__PASSAGE GIVEN__
______________________________

Parallel computations

Installation

Muscat is based on the Kokkos ecosystem [1] to support (thread-scalable) node-level parallelism (i.e. CPU/GPU shared memoery). During the compilation phase, please add the -DMuscat_ENABLE_Kokkos=ON flag to enable Kokkos usage.

Usage

Note

Muscat only supports the usage of Kokkos on some specific algorithm specifically designed for it. They are all listed in the Muscat::KK namespace.

Host & Device

In the context of parallel computing (particularly in environments like GPU programming) the terms “host” and “device” refer to different types of processing units:

  • Host: This typically refers to the CPU (Central Processing Unit) and the main system memory (RAM) where the main application runs. The host is responsible for managing the overall application flow, including setting up computations and transferring data to and from the device.

  • Device: This usually refers to the GPU (Graphics Processing Unit) or other accelerators used for high-performance parallel computations. The device is optimized for executing large numbers of parallel operations.

Warning

Using a device like a GPU isn’t always the best choice because data transfer overhead can negate speedup for smaller tasks, and some algorithms may not parallelize well, making the CPU more efficient. To maximize efficiency, it’s crucial to fully utilize both the host and device. This involves wisely distributing workloads, and ensuring that each platform is leveraged for its strengths.

______________________________

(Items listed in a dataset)
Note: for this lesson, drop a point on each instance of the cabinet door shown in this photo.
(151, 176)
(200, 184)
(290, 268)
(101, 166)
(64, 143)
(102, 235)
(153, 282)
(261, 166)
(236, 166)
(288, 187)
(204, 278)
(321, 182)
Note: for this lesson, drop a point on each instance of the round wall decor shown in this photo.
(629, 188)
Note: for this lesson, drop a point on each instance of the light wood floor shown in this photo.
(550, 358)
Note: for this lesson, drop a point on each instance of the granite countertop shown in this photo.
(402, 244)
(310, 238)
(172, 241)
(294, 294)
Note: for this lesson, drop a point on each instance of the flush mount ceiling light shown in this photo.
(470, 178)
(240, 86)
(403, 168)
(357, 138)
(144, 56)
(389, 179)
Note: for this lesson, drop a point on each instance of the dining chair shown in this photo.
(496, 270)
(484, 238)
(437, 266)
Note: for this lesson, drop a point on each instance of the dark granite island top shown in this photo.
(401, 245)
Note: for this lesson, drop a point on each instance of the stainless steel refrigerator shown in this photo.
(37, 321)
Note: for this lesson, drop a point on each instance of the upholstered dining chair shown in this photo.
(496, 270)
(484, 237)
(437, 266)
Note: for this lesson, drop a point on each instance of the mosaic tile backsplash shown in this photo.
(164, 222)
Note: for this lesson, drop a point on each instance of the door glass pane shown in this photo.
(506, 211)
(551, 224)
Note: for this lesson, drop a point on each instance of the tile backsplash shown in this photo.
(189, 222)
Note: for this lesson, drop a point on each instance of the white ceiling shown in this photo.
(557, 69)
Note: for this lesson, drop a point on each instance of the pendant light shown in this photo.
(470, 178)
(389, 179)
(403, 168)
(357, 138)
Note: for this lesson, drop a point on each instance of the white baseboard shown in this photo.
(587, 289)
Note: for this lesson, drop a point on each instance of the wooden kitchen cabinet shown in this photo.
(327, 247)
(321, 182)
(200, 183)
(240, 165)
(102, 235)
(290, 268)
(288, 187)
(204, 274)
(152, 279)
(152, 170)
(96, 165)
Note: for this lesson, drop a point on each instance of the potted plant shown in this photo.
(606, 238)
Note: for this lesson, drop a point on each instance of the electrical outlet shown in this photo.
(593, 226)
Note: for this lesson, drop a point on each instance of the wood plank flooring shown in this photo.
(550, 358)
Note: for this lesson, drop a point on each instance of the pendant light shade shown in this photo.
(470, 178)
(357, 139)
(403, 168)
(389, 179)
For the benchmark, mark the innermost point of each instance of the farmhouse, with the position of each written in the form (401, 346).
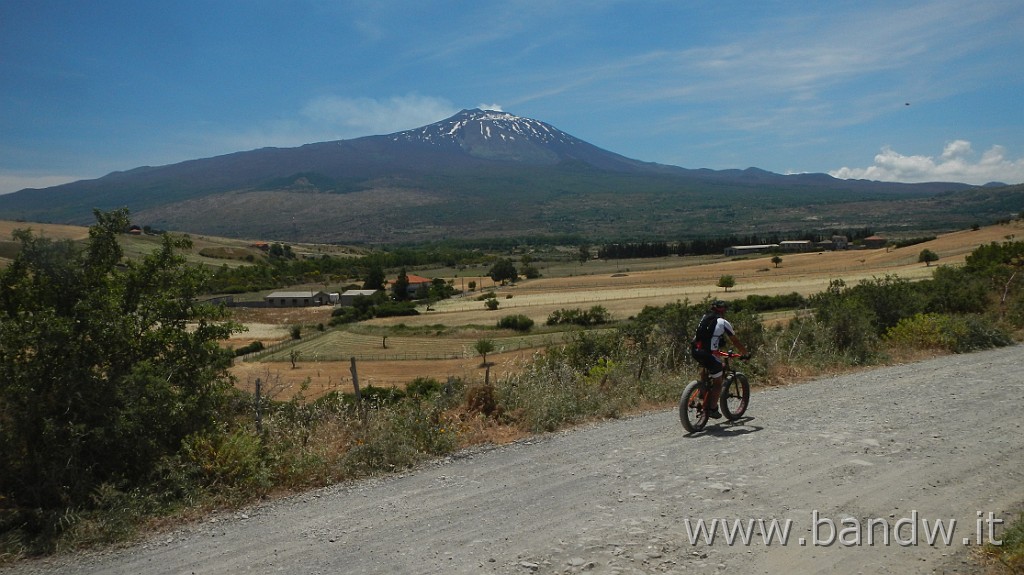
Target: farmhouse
(796, 246)
(348, 296)
(742, 250)
(297, 299)
(875, 241)
(415, 282)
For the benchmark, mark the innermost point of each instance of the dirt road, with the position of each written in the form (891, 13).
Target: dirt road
(934, 441)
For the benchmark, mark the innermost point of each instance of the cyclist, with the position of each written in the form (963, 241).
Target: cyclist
(708, 340)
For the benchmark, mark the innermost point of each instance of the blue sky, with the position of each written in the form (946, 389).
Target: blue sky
(888, 90)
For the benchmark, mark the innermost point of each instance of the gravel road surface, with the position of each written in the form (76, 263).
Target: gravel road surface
(887, 452)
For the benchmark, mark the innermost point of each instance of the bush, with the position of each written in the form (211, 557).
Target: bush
(594, 316)
(517, 322)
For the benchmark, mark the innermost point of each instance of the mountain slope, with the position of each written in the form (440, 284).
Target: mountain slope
(479, 173)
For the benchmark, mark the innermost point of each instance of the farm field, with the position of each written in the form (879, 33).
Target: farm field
(614, 285)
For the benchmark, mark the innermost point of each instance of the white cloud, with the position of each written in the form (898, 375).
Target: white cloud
(330, 118)
(955, 164)
(10, 182)
(361, 117)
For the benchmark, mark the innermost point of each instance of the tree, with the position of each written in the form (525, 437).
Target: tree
(584, 253)
(483, 347)
(726, 281)
(375, 277)
(400, 289)
(108, 365)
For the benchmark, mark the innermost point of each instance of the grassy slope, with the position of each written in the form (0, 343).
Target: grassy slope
(623, 288)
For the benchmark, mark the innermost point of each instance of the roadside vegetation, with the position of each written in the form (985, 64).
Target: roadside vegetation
(117, 412)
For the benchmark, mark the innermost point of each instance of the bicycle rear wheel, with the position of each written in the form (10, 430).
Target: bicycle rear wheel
(692, 413)
(735, 396)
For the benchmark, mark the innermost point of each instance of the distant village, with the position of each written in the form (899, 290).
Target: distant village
(416, 282)
(799, 246)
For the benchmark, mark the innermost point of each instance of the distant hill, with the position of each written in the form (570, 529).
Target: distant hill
(492, 174)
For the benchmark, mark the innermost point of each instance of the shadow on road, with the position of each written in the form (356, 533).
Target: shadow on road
(729, 429)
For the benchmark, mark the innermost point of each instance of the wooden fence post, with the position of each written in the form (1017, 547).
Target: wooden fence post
(258, 400)
(355, 382)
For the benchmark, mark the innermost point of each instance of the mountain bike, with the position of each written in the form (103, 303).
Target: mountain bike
(735, 396)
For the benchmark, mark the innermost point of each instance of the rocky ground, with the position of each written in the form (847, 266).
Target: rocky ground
(898, 449)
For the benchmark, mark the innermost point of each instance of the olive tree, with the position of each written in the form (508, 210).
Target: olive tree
(108, 364)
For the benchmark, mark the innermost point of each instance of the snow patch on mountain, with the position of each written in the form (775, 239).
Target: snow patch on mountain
(491, 125)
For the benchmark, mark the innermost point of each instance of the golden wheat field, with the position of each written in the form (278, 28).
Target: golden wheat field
(622, 293)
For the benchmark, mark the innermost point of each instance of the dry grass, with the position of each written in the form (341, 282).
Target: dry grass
(623, 294)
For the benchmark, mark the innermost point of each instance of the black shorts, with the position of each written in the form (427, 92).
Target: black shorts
(709, 360)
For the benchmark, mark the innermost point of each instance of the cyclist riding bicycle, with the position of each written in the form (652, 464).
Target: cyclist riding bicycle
(707, 342)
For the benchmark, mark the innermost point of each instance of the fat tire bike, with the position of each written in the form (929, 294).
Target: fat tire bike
(693, 406)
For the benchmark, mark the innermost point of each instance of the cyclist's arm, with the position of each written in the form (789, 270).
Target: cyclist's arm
(739, 345)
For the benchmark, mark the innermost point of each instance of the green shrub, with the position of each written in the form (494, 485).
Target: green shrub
(518, 322)
(251, 348)
(955, 334)
(480, 399)
(594, 316)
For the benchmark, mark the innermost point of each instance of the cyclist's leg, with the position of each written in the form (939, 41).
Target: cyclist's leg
(715, 370)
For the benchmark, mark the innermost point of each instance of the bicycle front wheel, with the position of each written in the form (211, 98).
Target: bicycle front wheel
(735, 396)
(692, 412)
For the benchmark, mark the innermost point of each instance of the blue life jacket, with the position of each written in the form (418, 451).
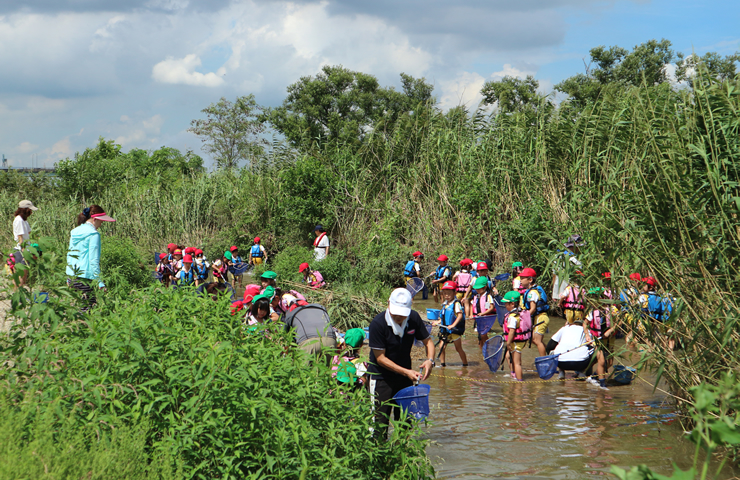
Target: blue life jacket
(654, 306)
(541, 306)
(189, 277)
(449, 316)
(440, 272)
(201, 271)
(256, 251)
(409, 269)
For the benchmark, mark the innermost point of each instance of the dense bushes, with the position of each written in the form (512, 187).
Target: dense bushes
(225, 403)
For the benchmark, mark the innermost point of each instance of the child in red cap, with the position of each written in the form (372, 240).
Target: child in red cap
(442, 274)
(452, 323)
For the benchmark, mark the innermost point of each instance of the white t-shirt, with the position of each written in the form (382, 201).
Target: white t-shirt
(558, 286)
(568, 337)
(319, 252)
(21, 228)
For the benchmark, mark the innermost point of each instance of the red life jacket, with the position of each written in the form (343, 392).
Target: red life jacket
(574, 300)
(463, 281)
(598, 323)
(524, 330)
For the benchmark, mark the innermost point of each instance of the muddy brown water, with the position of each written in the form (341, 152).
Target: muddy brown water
(553, 430)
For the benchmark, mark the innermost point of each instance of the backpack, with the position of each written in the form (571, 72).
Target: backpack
(541, 305)
(409, 270)
(309, 321)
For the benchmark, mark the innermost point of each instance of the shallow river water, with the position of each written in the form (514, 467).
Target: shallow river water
(553, 430)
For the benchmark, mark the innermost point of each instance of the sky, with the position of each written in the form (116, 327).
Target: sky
(139, 71)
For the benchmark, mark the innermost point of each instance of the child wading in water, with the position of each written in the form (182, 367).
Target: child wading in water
(313, 278)
(517, 331)
(482, 304)
(534, 300)
(452, 323)
(598, 326)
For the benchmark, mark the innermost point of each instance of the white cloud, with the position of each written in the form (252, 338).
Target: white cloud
(182, 71)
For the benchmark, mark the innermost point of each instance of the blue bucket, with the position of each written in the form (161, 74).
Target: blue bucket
(433, 313)
(546, 366)
(493, 352)
(419, 343)
(485, 324)
(624, 374)
(414, 401)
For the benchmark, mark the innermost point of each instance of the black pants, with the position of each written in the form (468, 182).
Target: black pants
(384, 405)
(88, 292)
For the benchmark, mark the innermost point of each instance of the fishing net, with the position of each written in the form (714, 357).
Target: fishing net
(493, 352)
(484, 324)
(546, 366)
(419, 343)
(240, 268)
(433, 314)
(415, 285)
(414, 401)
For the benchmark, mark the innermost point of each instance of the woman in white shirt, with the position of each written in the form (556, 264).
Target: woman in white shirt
(21, 234)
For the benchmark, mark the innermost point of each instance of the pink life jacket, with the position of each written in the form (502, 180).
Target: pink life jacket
(481, 303)
(524, 331)
(463, 281)
(598, 323)
(574, 300)
(319, 280)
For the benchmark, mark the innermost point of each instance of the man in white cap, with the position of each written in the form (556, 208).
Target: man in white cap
(392, 334)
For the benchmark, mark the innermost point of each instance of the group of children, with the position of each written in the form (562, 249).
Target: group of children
(470, 292)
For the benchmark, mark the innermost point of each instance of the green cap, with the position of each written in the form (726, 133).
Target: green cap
(354, 337)
(511, 297)
(269, 274)
(480, 282)
(269, 293)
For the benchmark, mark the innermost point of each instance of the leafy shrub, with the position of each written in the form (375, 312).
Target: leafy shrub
(228, 404)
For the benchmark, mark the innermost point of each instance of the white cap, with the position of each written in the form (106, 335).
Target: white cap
(400, 302)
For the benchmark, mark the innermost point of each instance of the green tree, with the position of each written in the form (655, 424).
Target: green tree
(511, 93)
(231, 132)
(616, 66)
(340, 106)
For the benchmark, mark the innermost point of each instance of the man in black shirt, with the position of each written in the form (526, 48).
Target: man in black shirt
(392, 334)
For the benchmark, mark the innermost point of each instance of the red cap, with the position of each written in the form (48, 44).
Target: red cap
(528, 272)
(251, 291)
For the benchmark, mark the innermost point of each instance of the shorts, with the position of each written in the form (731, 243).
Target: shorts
(572, 316)
(542, 327)
(519, 346)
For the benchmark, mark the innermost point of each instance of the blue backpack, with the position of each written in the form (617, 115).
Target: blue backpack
(541, 306)
(409, 269)
(654, 306)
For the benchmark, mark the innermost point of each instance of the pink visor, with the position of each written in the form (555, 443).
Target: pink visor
(103, 217)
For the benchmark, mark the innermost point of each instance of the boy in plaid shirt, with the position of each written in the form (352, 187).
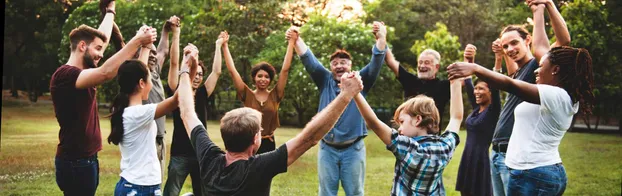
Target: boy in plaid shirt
(421, 153)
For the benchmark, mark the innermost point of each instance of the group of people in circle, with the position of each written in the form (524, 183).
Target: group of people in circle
(546, 83)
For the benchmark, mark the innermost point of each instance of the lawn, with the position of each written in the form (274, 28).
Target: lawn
(30, 135)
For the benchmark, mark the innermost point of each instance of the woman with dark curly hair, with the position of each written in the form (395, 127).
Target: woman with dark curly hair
(564, 82)
(263, 99)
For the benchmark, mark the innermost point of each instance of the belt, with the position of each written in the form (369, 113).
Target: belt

______________________________

__DIRECTIONS__
Decide whether each statement agrees with the parallel computations text, answering yes or no and quoting the words from the text that settle it. 1. Kokkos usage is switched on by adding a flag when compiling. 2. Muscat can use Kokkos with every one of its algorithms. 3. Running work on a GPU is always the most efficient option.

__WRITTEN RESPONSE__
1. Yes: "During the compilation phase, please add the -DMuscat_ENABLE_Kokkos=ON flag to enable Kokkos usage."
2. No: "Muscat only supports the usage of Kokkos on some specific algorithm specifically designed for it."
3. No: "Using a device like a GPU isn’t always the best choice"